• _WRITTEN EXERCISE_
Output exactly the lines between the line that contains "Task: tag the white" and the last line of the material, counting both.

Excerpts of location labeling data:

····················

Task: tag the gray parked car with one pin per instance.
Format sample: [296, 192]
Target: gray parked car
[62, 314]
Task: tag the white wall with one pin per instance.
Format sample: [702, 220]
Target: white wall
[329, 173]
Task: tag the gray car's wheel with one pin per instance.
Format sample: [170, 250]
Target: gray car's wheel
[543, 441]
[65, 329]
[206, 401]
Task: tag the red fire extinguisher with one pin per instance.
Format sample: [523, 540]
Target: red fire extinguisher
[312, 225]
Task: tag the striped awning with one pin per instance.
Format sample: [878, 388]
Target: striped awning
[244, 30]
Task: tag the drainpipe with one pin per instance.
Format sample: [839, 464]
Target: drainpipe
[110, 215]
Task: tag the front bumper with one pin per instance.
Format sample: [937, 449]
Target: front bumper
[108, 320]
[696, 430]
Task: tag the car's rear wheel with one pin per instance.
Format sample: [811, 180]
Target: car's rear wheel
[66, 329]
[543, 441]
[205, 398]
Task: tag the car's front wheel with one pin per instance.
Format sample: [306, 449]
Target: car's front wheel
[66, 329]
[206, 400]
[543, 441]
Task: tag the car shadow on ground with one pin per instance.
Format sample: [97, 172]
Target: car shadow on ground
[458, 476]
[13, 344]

····················

• _FINAL ANSWER_
Task: tag the white wall with one pin per instance.
Format sample: [702, 220]
Target: white wall
[329, 173]
Task: tag the gray car's wheel with one pin per instance.
Format sample: [170, 250]
Target: gray car's wheel
[543, 441]
[65, 329]
[206, 401]
Task: tag the red fire extinguisher with one pin per instance.
Format sample: [523, 540]
Target: red fire extinguisher
[312, 225]
Task: tag the striped awning with one pin per instance.
Format sample: [878, 388]
Target: striped awning
[244, 30]
Task: tag the drainpipe with one pin per instance.
Format sample: [839, 464]
Target: drainpipe
[110, 215]
Task: tag the front bumper with one pin per instance.
Format sample: [937, 449]
Target: front bumper
[108, 320]
[696, 430]
Task: tag the car's rear wheel with one pin per instance.
Format sample: [811, 180]
Target: car's rear wheel
[66, 329]
[543, 441]
[205, 398]
Task: tag the car's front wheel with one pin per instance.
Format sample: [306, 449]
Target: car's front wheel
[66, 329]
[206, 400]
[543, 441]
Task: tag the car shadow on ground with one pin per instance.
Format sample: [97, 172]
Target: car shadow on ground
[458, 476]
[13, 344]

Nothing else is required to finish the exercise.